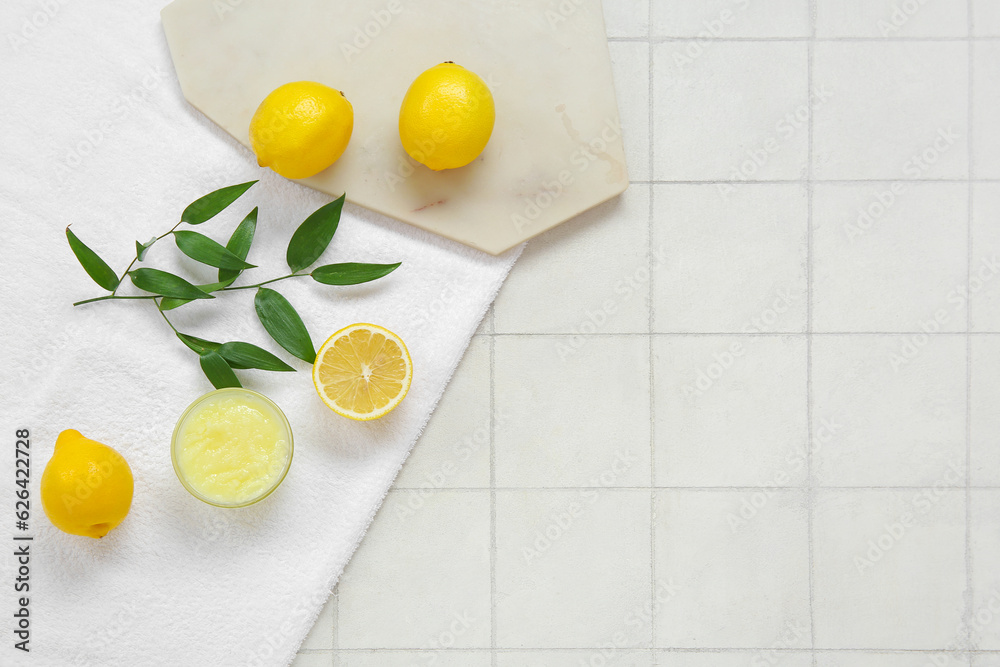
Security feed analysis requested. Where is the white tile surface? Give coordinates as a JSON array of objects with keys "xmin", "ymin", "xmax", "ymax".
[
  {"xmin": 604, "ymin": 42, "xmax": 650, "ymax": 183},
  {"xmin": 813, "ymin": 489, "xmax": 966, "ymax": 648},
  {"xmin": 816, "ymin": 0, "xmax": 969, "ymax": 38},
  {"xmin": 495, "ymin": 185, "xmax": 650, "ymax": 334},
  {"xmin": 653, "ymin": 336, "xmax": 809, "ymax": 487},
  {"xmin": 972, "ymin": 0, "xmax": 1000, "ymax": 37},
  {"xmin": 962, "ymin": 183, "xmax": 1000, "ymax": 332},
  {"xmin": 337, "ymin": 650, "xmax": 490, "ymax": 667},
  {"xmin": 653, "ymin": 0, "xmax": 810, "ymax": 39},
  {"xmin": 653, "ymin": 43, "xmax": 808, "ymax": 181},
  {"xmin": 496, "ymin": 489, "xmax": 651, "ymax": 648},
  {"xmin": 652, "ymin": 184, "xmax": 808, "ymax": 333},
  {"xmin": 816, "ymin": 651, "xmax": 969, "ymax": 667},
  {"xmin": 813, "ymin": 181, "xmax": 968, "ymax": 332},
  {"xmin": 813, "ymin": 41, "xmax": 969, "ymax": 180},
  {"xmin": 972, "ymin": 41, "xmax": 1000, "ymax": 179},
  {"xmin": 970, "ymin": 336, "xmax": 1000, "ymax": 487},
  {"xmin": 812, "ymin": 335, "xmax": 966, "ymax": 486},
  {"xmin": 603, "ymin": 0, "xmax": 655, "ymax": 39},
  {"xmin": 494, "ymin": 336, "xmax": 650, "ymax": 487},
  {"xmin": 292, "ymin": 646, "xmax": 334, "ymax": 667},
  {"xmin": 297, "ymin": 0, "xmax": 1000, "ymax": 667},
  {"xmin": 654, "ymin": 490, "xmax": 811, "ymax": 648},
  {"xmin": 336, "ymin": 490, "xmax": 490, "ymax": 649},
  {"xmin": 656, "ymin": 646, "xmax": 813, "ymax": 667},
  {"xmin": 396, "ymin": 337, "xmax": 491, "ymax": 489},
  {"xmin": 497, "ymin": 642, "xmax": 661, "ymax": 667},
  {"xmin": 969, "ymin": 489, "xmax": 1000, "ymax": 651}
]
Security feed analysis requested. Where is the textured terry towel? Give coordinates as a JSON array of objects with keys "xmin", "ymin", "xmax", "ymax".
[{"xmin": 0, "ymin": 0, "xmax": 518, "ymax": 667}]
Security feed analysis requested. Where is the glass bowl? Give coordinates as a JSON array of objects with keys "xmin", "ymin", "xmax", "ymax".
[{"xmin": 170, "ymin": 387, "xmax": 295, "ymax": 508}]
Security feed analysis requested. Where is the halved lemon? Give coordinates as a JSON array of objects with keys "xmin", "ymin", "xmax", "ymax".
[{"xmin": 313, "ymin": 324, "xmax": 413, "ymax": 421}]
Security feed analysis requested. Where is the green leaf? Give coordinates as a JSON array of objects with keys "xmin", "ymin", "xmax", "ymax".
[
  {"xmin": 160, "ymin": 278, "xmax": 236, "ymax": 310},
  {"xmin": 253, "ymin": 287, "xmax": 316, "ymax": 364},
  {"xmin": 129, "ymin": 269, "xmax": 215, "ymax": 299},
  {"xmin": 181, "ymin": 181, "xmax": 257, "ymax": 225},
  {"xmin": 219, "ymin": 207, "xmax": 257, "ymax": 286},
  {"xmin": 174, "ymin": 231, "xmax": 253, "ymax": 270},
  {"xmin": 200, "ymin": 350, "xmax": 243, "ymax": 389},
  {"xmin": 310, "ymin": 262, "xmax": 401, "ymax": 285},
  {"xmin": 285, "ymin": 195, "xmax": 345, "ymax": 273},
  {"xmin": 159, "ymin": 296, "xmax": 194, "ymax": 311},
  {"xmin": 135, "ymin": 236, "xmax": 160, "ymax": 262},
  {"xmin": 66, "ymin": 227, "xmax": 119, "ymax": 292},
  {"xmin": 177, "ymin": 332, "xmax": 222, "ymax": 354},
  {"xmin": 218, "ymin": 341, "xmax": 295, "ymax": 372}
]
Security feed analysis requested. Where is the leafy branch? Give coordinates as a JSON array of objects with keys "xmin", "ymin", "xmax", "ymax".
[{"xmin": 66, "ymin": 181, "xmax": 399, "ymax": 388}]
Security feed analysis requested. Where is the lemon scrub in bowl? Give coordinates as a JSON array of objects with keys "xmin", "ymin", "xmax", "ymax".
[
  {"xmin": 399, "ymin": 61, "xmax": 496, "ymax": 171},
  {"xmin": 170, "ymin": 387, "xmax": 292, "ymax": 507}
]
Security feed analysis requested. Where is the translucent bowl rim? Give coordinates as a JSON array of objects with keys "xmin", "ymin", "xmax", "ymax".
[{"xmin": 170, "ymin": 387, "xmax": 295, "ymax": 509}]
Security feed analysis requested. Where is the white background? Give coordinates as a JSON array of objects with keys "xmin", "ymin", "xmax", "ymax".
[{"xmin": 295, "ymin": 0, "xmax": 1000, "ymax": 667}]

---

*Instruction:* Reproduce the listing above verbatim, line for line, but leave out the pictures.

*Exercise result:*
Security feed analysis requested. Where is the white tile surface? Give coordinates as a JSON array of objects with keys "xmin", "ymin", "xmax", "ymax".
[
  {"xmin": 604, "ymin": 42, "xmax": 650, "ymax": 183},
  {"xmin": 813, "ymin": 489, "xmax": 966, "ymax": 648},
  {"xmin": 816, "ymin": 0, "xmax": 969, "ymax": 38},
  {"xmin": 495, "ymin": 185, "xmax": 650, "ymax": 334},
  {"xmin": 653, "ymin": 336, "xmax": 809, "ymax": 487},
  {"xmin": 972, "ymin": 0, "xmax": 1000, "ymax": 37},
  {"xmin": 962, "ymin": 183, "xmax": 1000, "ymax": 332},
  {"xmin": 337, "ymin": 650, "xmax": 490, "ymax": 667},
  {"xmin": 653, "ymin": 0, "xmax": 810, "ymax": 39},
  {"xmin": 653, "ymin": 43, "xmax": 808, "ymax": 181},
  {"xmin": 496, "ymin": 489, "xmax": 651, "ymax": 648},
  {"xmin": 652, "ymin": 184, "xmax": 808, "ymax": 333},
  {"xmin": 816, "ymin": 651, "xmax": 969, "ymax": 667},
  {"xmin": 813, "ymin": 181, "xmax": 968, "ymax": 332},
  {"xmin": 813, "ymin": 41, "xmax": 969, "ymax": 180},
  {"xmin": 972, "ymin": 41, "xmax": 1000, "ymax": 179},
  {"xmin": 970, "ymin": 336, "xmax": 1000, "ymax": 487},
  {"xmin": 812, "ymin": 335, "xmax": 966, "ymax": 486},
  {"xmin": 603, "ymin": 0, "xmax": 655, "ymax": 39},
  {"xmin": 494, "ymin": 336, "xmax": 650, "ymax": 487},
  {"xmin": 292, "ymin": 646, "xmax": 334, "ymax": 667},
  {"xmin": 297, "ymin": 0, "xmax": 1000, "ymax": 667},
  {"xmin": 654, "ymin": 490, "xmax": 811, "ymax": 648},
  {"xmin": 336, "ymin": 490, "xmax": 490, "ymax": 649},
  {"xmin": 656, "ymin": 646, "xmax": 813, "ymax": 667},
  {"xmin": 396, "ymin": 337, "xmax": 491, "ymax": 489},
  {"xmin": 497, "ymin": 642, "xmax": 661, "ymax": 667},
  {"xmin": 969, "ymin": 489, "xmax": 1000, "ymax": 651}
]
Security feed analysis requested. Where is the textured terry towel? Give coordinates as a JSON array of objects with keys "xmin", "ymin", "xmax", "ymax".
[{"xmin": 0, "ymin": 0, "xmax": 518, "ymax": 667}]
Security feed analysis requested. Where is the glass bowl? Give coordinates as a JSON array of objects with keys "xmin", "ymin", "xmax", "ymax".
[{"xmin": 170, "ymin": 387, "xmax": 295, "ymax": 508}]
Security feed analysis requested. Where is the halved lemon? Give coordinates as a JSON array of objects with keys "xmin", "ymin", "xmax", "ymax".
[{"xmin": 313, "ymin": 324, "xmax": 413, "ymax": 421}]
Security feed analysis requested. Where is the green leaf? Give coordinates as a JSON array of objects with keys "xmin", "ymin", "xmax", "ymax".
[
  {"xmin": 160, "ymin": 278, "xmax": 236, "ymax": 310},
  {"xmin": 253, "ymin": 287, "xmax": 316, "ymax": 364},
  {"xmin": 129, "ymin": 269, "xmax": 215, "ymax": 299},
  {"xmin": 181, "ymin": 181, "xmax": 257, "ymax": 225},
  {"xmin": 219, "ymin": 207, "xmax": 257, "ymax": 286},
  {"xmin": 174, "ymin": 231, "xmax": 253, "ymax": 270},
  {"xmin": 200, "ymin": 350, "xmax": 243, "ymax": 389},
  {"xmin": 310, "ymin": 262, "xmax": 401, "ymax": 285},
  {"xmin": 285, "ymin": 195, "xmax": 345, "ymax": 273},
  {"xmin": 159, "ymin": 296, "xmax": 194, "ymax": 311},
  {"xmin": 135, "ymin": 236, "xmax": 160, "ymax": 262},
  {"xmin": 66, "ymin": 227, "xmax": 119, "ymax": 292},
  {"xmin": 177, "ymin": 332, "xmax": 222, "ymax": 354},
  {"xmin": 218, "ymin": 341, "xmax": 295, "ymax": 372}
]
Security feed analysis requested. Where is the leafy branch? Give coordinates as a JSON array of objects with keys "xmin", "ymin", "xmax", "ymax".
[{"xmin": 66, "ymin": 181, "xmax": 399, "ymax": 388}]
Security feed analysis requested. Where is the lemon scrub in bowl? Give coordinates as a JSON array of objects with keys "xmin", "ymin", "xmax", "ymax".
[
  {"xmin": 399, "ymin": 61, "xmax": 496, "ymax": 171},
  {"xmin": 170, "ymin": 387, "xmax": 292, "ymax": 507}
]
Security feed analysis requested. Where is the translucent bowl rim? Give coordinates as a JSON array of objects with keys "xmin", "ymin", "xmax", "ymax".
[{"xmin": 170, "ymin": 387, "xmax": 295, "ymax": 509}]
Security feed analysis requested. Where is the white background? Give coordinates as a JSON array of objects with keys "xmin", "ymin", "xmax", "ymax".
[{"xmin": 295, "ymin": 0, "xmax": 1000, "ymax": 667}]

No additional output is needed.